• **Natural language region descriptions**
· · · · ·
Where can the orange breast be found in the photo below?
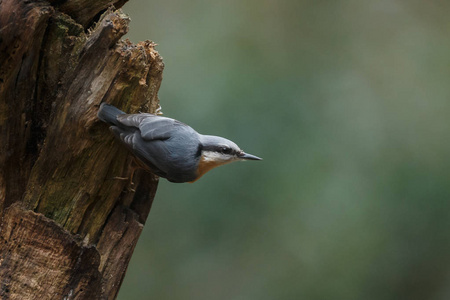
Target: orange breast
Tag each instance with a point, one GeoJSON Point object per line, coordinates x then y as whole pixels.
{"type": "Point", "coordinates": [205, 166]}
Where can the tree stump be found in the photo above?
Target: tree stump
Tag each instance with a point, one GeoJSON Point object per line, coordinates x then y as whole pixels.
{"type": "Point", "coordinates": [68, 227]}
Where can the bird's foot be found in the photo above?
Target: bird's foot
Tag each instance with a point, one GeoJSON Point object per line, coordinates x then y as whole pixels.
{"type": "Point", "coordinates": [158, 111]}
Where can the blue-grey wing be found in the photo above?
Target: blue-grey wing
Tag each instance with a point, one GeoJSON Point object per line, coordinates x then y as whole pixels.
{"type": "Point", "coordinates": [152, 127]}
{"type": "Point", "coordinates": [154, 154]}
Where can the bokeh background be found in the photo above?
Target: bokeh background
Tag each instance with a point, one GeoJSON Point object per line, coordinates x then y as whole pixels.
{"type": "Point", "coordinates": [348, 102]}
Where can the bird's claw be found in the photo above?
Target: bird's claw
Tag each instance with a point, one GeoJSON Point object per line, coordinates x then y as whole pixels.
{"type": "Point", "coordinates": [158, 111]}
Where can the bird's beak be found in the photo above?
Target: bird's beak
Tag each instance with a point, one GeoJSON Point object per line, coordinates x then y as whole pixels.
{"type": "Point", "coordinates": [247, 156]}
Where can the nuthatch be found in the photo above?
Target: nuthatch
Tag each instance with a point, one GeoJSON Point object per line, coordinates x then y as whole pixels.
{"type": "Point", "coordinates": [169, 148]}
· · · · ·
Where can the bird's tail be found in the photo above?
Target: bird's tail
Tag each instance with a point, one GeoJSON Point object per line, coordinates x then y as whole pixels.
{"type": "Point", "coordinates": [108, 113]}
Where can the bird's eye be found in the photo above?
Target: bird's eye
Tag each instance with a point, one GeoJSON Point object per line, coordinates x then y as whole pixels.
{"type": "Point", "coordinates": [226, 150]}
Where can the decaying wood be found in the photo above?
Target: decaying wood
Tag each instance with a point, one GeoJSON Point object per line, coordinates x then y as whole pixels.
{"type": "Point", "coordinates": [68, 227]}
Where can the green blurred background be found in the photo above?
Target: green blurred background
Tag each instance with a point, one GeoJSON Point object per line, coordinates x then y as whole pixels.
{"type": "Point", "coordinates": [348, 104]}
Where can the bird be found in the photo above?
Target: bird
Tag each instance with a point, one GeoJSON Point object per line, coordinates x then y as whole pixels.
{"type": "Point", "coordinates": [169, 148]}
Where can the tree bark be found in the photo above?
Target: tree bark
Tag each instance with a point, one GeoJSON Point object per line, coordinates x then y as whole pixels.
· · · · ·
• **Exercise prompt**
The answer must consist of every line from the records above that holds "bokeh".

• **Result below**
Where can the bokeh background be found in the photo above?
Target: bokeh background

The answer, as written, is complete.